BUT, I am very interested in those that fund/promote the removal/non-removal of this symbol. Who are these money/policy men? What other purposes are they funding? To what end?
A game is afoot but its not the one in the "news" headlines. Hope someone is paying attention but Carter, Clinton, and Obama did some serious damage to our human intelligence system.
Bob in Texas at May 19, 2017 5:33 AM
@Bob: Definitely, there is a game afoot. And most of the people who get upset about the flags and monuments are just useful idiots.
The game itself, though, is quite simple: money and power. Organizations like SPLC or BLM need outrage, in order to drive funding and political power. You could give them everything they (claim) to want, and they would have to find some new cause, because without controversy they have no reason to exist.
a_random_guy at May 19, 2017 5:48 AM
The square flag was the battle flag of the Army of Northern Virginia. The rectangular flag was a variant of the battle flag of the Army of Tennessee. The KKK was founded in Memphis, Tennessee by veterans of the Army of Tennessee, so it is logical that they would adopt their old battle flag as their symbol.
The Flags of the Confederacy
The Confederacy did not adopt an official national flag until 1863. Their first unofficial national flag, the Stars and Bars, looked so much like the Stars and Strips in the haze and smoke of a battlefield that friendly fire incidents became common. As a result, the armies of the Confederacy adopted numerous and varied battle flags.
Such a glib comment.
The swastika dates back to antiquity. They were used as symbols of luck in the West. The swastika was a symbol of the ancient Jainist religion and can even be found in prehistoric carvings. In the US, it was often used by and to represent Native American tribes. The Chilocco Indian Agricultural School used the symbol, as did the US Army's 45th infantry division. Until the hooked cross became strongly associated with Nazism, it was regarded as a positive symbol.

**Records for this exercise**
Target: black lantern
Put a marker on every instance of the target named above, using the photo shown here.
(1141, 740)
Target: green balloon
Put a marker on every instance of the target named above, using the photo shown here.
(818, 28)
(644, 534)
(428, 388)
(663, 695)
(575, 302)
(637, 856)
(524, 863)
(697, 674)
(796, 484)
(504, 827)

**Required tasks**
**a.** In the flag discussion, in what year did the Confederacy adopt an official national flag?
**b.** Repeat all of the records above word for word, line by line.

**Outputs in order**
**a.** 1863

**b.**
Target: black lantern
Put a marker on every instance of the target named above, using the photo shown here.
(1141, 740)
Target: green balloon
Put a marker on every instance of the target named above, using the photo shown here.
(818, 28)
(644, 534)
(428, 388)
(663, 695)
(575, 302)
(637, 856)
(524, 863)
(697, 674)
(796, 484)
(504, 827)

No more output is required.